TASK. Return each line of the material below that contains the string "silver".

DATASET ENTRIES.
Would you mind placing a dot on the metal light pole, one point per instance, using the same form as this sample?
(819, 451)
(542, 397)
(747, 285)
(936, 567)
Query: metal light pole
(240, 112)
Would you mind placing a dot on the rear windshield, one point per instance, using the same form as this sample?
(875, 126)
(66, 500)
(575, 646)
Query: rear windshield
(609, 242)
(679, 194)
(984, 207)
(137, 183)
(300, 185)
--
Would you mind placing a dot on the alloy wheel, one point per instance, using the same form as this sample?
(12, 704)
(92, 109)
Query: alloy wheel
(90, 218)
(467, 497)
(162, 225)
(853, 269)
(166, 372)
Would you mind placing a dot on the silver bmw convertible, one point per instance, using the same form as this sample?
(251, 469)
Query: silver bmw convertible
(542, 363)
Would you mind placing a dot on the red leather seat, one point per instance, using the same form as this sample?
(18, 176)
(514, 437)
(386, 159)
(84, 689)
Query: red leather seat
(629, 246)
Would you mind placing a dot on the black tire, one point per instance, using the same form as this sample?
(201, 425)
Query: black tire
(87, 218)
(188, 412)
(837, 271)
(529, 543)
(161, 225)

FULL OUTPUT.
Would you mind placing a dot on the silver bmw convertible, one point per instance, using the same form as this sample?
Query: silver bmw convertible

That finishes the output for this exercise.